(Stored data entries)
□ □ □ □ □

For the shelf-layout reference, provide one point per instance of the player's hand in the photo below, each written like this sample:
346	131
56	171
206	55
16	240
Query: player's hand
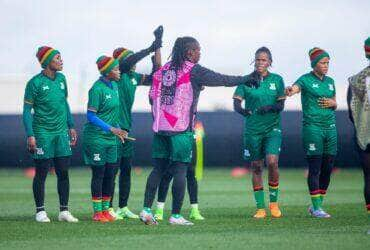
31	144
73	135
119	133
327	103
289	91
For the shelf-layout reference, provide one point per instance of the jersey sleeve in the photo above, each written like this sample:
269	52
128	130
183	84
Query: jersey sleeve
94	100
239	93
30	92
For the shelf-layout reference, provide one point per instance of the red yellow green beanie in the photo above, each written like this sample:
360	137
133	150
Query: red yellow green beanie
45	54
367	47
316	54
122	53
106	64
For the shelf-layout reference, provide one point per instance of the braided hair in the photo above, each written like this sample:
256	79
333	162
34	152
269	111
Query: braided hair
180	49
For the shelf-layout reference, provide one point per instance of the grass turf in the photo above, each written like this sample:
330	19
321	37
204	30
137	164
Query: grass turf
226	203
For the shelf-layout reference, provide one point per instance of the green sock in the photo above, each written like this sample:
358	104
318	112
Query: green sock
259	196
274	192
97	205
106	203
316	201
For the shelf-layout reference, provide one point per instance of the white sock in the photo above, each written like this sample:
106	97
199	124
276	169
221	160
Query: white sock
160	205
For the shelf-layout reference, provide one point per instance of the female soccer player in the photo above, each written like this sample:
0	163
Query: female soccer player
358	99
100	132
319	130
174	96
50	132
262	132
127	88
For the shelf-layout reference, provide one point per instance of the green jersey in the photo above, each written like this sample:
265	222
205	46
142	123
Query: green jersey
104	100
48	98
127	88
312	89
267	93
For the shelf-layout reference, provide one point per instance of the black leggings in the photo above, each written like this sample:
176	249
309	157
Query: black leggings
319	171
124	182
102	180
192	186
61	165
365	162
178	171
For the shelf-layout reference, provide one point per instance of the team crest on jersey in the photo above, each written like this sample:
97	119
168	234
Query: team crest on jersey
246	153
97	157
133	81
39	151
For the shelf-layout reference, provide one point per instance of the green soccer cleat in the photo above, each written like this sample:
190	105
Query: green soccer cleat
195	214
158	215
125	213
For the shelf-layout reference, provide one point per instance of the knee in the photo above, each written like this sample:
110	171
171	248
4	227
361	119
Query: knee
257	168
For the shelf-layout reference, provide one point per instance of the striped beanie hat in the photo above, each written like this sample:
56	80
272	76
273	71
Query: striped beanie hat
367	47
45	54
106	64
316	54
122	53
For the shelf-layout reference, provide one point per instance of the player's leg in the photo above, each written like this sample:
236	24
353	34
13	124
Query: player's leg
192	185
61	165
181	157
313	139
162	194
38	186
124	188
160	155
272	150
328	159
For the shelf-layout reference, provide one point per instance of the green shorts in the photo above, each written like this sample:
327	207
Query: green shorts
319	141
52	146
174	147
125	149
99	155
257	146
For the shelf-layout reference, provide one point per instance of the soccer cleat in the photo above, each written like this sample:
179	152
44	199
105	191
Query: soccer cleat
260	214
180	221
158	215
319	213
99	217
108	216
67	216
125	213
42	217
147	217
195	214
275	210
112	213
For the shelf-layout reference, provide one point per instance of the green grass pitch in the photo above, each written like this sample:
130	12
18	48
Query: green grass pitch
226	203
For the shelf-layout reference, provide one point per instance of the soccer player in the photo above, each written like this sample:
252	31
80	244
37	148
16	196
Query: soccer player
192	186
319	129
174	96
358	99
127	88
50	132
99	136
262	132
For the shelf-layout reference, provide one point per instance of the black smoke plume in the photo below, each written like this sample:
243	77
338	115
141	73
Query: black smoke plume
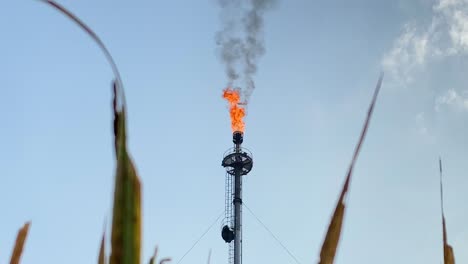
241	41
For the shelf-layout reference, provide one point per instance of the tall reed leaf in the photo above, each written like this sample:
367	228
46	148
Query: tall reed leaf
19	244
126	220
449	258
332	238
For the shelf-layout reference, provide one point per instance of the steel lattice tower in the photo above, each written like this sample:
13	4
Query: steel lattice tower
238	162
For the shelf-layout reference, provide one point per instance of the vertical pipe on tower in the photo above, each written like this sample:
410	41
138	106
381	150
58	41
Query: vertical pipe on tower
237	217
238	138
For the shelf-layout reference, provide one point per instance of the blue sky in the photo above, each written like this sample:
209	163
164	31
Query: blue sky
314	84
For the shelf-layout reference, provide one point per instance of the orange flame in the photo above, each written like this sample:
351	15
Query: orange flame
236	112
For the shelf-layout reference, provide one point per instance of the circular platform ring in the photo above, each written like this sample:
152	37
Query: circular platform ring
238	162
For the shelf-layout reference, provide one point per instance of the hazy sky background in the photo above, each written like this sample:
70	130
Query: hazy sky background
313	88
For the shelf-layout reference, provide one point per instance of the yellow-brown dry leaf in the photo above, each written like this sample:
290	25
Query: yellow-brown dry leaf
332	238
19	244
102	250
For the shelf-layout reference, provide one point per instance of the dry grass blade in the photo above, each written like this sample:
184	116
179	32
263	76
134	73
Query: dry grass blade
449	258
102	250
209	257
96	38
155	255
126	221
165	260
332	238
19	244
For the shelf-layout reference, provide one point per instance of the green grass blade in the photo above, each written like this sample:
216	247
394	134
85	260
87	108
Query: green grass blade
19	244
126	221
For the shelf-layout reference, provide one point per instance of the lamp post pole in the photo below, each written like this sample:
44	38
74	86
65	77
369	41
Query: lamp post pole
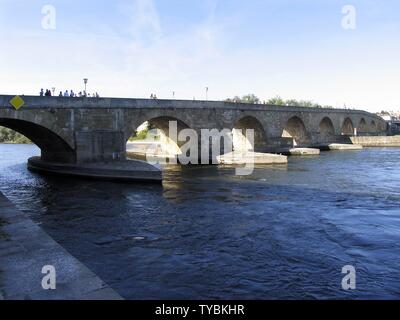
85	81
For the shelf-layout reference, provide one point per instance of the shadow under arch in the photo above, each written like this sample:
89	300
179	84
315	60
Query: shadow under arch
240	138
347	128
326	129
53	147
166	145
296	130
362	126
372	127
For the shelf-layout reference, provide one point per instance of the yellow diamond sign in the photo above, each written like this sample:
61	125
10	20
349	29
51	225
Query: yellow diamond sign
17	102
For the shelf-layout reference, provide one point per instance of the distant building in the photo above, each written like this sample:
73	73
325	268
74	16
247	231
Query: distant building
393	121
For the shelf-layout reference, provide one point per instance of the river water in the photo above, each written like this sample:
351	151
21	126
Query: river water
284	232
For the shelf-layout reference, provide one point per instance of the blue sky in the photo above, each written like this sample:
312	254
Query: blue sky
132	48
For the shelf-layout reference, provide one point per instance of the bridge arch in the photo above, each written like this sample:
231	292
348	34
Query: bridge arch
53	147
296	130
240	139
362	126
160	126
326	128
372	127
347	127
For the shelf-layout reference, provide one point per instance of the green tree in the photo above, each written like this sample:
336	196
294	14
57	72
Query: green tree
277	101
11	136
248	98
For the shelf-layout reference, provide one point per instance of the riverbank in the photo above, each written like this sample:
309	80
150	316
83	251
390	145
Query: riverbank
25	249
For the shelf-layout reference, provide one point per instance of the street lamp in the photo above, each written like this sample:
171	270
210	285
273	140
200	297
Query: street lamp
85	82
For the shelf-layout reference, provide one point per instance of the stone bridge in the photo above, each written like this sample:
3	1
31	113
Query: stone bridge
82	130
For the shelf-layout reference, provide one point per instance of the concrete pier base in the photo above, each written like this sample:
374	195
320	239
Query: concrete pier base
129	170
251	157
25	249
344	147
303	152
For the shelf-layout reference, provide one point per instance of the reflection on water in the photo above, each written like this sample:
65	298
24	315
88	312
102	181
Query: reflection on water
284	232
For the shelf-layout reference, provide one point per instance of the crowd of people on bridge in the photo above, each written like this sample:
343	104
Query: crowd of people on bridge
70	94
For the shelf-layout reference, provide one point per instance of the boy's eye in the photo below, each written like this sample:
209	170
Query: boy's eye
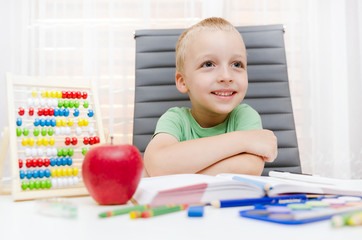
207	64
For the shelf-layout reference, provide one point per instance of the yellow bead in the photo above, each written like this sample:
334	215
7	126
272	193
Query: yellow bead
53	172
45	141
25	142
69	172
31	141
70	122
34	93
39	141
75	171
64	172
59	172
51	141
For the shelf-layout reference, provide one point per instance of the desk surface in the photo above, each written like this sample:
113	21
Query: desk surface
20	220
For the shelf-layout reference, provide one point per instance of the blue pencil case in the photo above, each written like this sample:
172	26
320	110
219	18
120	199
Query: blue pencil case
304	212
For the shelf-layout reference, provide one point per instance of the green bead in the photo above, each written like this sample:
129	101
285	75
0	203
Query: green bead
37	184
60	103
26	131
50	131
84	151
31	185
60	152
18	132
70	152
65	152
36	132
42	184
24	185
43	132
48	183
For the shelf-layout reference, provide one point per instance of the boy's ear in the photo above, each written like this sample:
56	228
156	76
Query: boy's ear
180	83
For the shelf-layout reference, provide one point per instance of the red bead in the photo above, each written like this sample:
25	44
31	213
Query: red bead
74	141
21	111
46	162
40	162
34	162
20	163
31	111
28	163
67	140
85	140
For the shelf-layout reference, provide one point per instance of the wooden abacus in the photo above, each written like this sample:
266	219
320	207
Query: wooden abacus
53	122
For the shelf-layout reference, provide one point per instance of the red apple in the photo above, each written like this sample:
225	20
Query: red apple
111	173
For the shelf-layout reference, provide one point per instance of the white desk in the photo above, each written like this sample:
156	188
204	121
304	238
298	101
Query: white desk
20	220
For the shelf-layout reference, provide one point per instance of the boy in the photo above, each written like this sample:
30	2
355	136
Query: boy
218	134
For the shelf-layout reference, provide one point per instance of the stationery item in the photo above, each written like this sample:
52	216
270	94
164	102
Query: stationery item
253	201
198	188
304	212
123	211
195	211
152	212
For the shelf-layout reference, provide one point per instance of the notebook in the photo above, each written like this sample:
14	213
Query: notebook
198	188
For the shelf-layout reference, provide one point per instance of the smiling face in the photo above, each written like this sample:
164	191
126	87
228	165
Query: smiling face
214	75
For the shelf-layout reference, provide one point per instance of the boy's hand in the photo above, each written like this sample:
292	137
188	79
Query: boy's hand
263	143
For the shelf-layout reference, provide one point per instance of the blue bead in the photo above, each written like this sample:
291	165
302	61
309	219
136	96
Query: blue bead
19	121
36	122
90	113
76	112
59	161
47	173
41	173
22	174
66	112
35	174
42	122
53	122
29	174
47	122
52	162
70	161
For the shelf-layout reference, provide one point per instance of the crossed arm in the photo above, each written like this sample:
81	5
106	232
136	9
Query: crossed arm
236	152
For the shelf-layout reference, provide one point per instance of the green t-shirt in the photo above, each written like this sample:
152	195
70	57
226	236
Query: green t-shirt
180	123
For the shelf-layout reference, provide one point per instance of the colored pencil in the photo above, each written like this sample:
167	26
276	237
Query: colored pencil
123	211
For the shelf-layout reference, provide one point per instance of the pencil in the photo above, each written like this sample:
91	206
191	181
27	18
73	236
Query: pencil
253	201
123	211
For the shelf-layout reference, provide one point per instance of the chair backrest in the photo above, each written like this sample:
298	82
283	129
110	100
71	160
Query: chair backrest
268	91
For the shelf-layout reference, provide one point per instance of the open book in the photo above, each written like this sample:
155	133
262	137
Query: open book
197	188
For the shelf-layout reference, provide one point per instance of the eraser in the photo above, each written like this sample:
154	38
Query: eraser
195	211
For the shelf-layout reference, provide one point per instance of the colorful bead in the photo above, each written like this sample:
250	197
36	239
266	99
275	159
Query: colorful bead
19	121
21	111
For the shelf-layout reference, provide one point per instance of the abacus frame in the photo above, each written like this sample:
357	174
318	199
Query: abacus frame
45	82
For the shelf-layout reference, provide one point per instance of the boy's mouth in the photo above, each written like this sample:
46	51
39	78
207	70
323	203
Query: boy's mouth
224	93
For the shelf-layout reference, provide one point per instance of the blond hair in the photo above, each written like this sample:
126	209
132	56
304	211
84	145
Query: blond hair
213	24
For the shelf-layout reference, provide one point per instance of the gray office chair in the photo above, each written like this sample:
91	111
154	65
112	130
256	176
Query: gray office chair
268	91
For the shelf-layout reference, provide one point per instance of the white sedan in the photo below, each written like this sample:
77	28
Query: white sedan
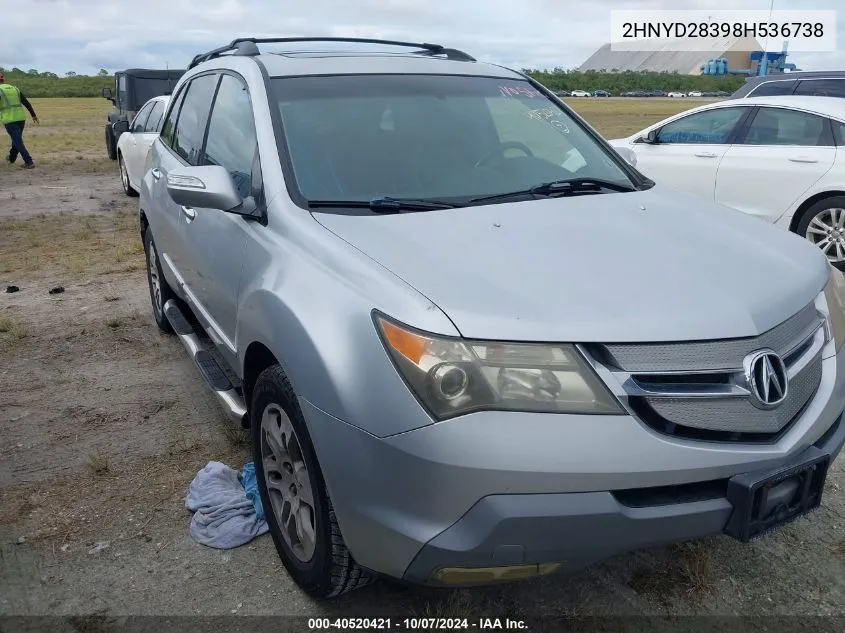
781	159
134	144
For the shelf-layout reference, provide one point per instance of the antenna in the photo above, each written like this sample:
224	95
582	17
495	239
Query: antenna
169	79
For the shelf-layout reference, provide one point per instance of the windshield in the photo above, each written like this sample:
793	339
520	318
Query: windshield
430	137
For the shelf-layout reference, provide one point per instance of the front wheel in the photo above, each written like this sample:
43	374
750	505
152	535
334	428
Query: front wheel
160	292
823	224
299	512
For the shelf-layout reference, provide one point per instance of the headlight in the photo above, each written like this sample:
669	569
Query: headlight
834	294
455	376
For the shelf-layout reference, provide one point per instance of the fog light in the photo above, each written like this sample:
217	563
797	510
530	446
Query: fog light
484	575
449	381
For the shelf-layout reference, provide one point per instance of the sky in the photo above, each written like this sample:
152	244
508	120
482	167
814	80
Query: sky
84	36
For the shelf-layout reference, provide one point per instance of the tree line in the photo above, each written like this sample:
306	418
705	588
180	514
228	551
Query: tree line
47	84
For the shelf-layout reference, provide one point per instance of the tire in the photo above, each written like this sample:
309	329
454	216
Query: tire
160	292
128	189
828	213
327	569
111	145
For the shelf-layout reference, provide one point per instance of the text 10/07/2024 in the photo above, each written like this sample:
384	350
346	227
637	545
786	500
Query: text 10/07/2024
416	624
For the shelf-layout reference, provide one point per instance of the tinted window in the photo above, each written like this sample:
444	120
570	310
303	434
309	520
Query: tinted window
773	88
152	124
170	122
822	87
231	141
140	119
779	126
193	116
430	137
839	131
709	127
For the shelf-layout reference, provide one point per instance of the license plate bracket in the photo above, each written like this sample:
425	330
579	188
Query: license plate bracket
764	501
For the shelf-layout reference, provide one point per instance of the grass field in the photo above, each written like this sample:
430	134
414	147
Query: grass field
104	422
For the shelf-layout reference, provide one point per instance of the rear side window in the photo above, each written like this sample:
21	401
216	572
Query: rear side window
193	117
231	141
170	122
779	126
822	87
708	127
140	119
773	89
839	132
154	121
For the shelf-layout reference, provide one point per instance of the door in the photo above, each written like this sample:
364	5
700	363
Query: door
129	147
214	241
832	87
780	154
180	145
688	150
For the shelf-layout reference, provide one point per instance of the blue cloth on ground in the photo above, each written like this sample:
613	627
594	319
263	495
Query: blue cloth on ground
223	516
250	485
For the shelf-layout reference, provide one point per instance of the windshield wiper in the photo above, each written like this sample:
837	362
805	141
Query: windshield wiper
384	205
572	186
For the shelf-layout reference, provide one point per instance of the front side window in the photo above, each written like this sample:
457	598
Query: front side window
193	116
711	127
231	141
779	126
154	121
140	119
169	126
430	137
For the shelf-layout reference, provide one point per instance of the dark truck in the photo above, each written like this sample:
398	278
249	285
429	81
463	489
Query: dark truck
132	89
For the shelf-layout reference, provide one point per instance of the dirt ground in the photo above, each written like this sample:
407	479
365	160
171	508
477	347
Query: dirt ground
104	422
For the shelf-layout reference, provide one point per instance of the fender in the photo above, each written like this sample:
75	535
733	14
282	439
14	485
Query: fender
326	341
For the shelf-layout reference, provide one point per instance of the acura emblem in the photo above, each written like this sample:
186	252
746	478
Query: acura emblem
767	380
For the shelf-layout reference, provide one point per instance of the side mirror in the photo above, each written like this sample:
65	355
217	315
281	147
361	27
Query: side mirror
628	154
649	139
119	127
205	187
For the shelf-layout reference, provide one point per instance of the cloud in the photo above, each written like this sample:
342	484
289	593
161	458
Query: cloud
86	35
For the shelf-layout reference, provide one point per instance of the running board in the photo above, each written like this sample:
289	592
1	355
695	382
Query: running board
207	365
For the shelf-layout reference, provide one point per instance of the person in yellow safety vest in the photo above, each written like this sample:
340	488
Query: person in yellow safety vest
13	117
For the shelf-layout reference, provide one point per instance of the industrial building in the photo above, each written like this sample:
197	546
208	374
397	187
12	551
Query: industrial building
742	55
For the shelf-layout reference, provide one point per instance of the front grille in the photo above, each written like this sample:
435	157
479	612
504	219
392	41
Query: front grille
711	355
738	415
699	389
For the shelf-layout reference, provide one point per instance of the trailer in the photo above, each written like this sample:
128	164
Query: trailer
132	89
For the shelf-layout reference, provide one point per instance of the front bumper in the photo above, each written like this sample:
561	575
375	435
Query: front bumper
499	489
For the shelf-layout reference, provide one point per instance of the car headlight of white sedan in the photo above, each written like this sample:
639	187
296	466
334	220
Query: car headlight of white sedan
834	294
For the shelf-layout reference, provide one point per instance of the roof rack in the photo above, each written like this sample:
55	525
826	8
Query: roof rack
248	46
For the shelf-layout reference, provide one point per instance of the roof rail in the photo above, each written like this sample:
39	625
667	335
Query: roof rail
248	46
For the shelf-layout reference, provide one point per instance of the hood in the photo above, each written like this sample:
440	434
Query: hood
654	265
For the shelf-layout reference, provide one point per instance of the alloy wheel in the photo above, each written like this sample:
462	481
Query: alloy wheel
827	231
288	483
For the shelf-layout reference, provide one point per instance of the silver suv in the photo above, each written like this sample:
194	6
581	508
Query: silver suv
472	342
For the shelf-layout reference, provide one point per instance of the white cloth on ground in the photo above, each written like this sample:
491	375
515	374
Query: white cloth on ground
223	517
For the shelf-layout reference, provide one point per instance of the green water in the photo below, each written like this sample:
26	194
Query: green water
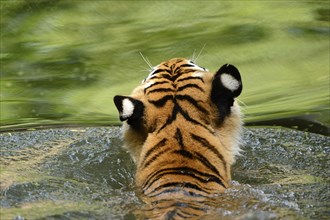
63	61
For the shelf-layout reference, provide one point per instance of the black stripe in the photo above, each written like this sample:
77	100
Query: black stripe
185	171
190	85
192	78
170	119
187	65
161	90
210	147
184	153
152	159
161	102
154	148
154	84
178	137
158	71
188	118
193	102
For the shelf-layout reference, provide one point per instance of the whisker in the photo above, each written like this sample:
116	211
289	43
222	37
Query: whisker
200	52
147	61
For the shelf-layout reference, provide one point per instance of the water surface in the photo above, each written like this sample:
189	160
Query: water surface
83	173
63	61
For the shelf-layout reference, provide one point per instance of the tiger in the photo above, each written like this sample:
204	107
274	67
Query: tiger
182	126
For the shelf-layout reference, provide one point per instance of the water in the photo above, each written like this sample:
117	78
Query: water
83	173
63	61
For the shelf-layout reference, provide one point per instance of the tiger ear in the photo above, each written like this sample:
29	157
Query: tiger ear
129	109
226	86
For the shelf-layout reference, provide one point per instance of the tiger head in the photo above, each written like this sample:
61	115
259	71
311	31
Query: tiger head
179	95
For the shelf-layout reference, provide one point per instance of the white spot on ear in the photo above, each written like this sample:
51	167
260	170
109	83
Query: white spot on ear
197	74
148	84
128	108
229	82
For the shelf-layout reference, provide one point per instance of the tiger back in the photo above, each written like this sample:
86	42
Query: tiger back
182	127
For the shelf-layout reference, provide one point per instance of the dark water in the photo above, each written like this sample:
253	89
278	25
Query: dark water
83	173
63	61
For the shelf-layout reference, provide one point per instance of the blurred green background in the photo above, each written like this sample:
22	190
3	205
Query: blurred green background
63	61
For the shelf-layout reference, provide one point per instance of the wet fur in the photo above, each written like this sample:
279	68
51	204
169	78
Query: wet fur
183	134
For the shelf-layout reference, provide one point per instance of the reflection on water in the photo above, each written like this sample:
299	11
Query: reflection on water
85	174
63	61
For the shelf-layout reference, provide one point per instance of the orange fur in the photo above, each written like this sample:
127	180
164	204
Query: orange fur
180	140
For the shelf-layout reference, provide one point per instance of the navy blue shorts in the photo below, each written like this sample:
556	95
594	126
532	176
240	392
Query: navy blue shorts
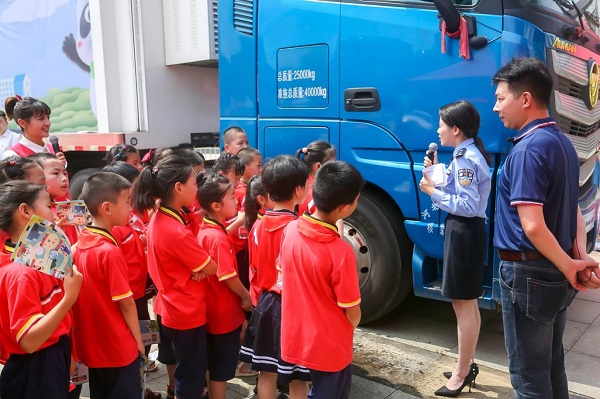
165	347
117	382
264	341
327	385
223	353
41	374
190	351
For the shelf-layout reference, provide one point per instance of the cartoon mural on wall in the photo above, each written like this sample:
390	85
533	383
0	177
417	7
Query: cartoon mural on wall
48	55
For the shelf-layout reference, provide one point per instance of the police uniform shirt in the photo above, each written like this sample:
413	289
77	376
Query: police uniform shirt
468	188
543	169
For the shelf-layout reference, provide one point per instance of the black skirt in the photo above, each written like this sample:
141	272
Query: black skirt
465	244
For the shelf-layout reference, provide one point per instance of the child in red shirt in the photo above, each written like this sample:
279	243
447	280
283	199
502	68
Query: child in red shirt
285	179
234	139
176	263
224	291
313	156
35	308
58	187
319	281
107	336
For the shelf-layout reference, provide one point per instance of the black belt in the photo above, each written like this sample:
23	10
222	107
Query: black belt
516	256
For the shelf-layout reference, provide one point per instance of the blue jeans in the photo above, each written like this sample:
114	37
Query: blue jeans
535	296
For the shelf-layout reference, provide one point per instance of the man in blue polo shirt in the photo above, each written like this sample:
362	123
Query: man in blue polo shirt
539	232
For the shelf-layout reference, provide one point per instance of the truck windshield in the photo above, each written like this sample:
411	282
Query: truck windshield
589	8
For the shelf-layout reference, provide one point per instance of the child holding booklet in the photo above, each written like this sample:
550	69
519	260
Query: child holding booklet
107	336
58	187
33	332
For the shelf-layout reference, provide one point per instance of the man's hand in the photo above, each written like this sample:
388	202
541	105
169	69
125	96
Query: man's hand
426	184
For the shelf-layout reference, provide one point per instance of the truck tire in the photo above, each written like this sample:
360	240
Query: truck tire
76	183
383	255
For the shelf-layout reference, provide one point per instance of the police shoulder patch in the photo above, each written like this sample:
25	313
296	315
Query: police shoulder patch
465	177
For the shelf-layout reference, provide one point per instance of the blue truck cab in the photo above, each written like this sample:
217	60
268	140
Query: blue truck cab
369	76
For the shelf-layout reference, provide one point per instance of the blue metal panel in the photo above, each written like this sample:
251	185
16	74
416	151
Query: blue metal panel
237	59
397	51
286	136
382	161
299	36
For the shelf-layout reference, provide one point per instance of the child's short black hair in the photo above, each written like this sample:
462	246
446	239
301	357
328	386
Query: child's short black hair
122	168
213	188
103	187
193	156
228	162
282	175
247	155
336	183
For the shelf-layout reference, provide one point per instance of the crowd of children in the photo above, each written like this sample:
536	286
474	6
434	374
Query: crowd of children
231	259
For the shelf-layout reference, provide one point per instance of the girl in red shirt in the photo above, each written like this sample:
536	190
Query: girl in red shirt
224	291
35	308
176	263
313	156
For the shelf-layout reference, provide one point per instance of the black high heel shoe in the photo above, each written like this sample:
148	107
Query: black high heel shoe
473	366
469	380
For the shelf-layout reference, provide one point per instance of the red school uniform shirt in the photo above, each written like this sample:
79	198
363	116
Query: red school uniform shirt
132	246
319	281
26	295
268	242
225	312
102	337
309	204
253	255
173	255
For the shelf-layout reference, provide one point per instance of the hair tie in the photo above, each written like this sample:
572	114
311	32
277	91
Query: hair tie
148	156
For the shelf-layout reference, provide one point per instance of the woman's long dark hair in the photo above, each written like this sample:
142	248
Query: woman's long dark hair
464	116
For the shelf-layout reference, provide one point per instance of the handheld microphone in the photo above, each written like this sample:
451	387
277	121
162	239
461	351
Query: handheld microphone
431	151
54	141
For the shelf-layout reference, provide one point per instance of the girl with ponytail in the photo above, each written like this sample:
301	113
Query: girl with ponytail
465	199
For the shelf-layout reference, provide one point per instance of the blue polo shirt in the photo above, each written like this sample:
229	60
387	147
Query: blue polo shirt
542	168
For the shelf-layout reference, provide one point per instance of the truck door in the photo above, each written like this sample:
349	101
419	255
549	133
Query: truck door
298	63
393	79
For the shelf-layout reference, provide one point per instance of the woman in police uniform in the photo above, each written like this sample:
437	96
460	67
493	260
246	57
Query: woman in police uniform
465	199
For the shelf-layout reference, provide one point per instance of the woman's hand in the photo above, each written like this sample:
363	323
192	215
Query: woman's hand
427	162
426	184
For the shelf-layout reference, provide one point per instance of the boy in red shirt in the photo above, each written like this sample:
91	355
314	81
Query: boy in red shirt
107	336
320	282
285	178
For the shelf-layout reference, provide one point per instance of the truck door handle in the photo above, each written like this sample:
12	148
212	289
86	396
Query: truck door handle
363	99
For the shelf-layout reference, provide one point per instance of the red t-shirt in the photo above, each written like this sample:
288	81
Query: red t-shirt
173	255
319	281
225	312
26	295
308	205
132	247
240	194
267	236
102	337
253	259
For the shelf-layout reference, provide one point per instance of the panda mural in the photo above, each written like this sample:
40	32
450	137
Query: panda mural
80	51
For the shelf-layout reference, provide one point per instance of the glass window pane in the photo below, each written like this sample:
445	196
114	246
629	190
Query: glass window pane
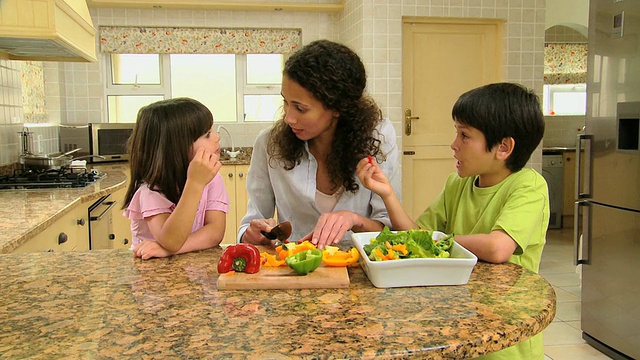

□ □ □ □ □

What to produce – Taking the entries above, extract every line from the one bearing "of the alloy" through the one bearing "of the whisker", exactly, with no pictures.

Task answer –
For the shelf-layout reference, provide one point per instance of the alloy wheel in the photo above, each written like this sample:
462	481
Query: alloy wheel
827	231
288	483
For the shelf-layout reference, provide one point per instance of the silver suv in the photo above, each written like this sample:
194	6
581	508
Query: silver suv
472	342
For the shelf-layout reference, provide one point per instance of the white cloth on ground in the photo above, each written like this sample:
491	375
515	374
Query: white cloth on ground
223	517
For the shelf-layout reference, provide one point per instance of the green water in the photo below, each written like this sample:
26	194
Query: green water
63	61
For the shelf-layout reference, provide one point per instance of the black stripe in the photo above, each written like this sample:
77	100
Query: black stripe
185	171
190	85
192	78
170	119
187	65
161	90
210	147
184	153
152	159
161	102
154	148
154	84
178	137
158	71
188	118
193	102
For the shelf-layout reference, provide one point per instance of the whisker in the photo above, each written like this sample:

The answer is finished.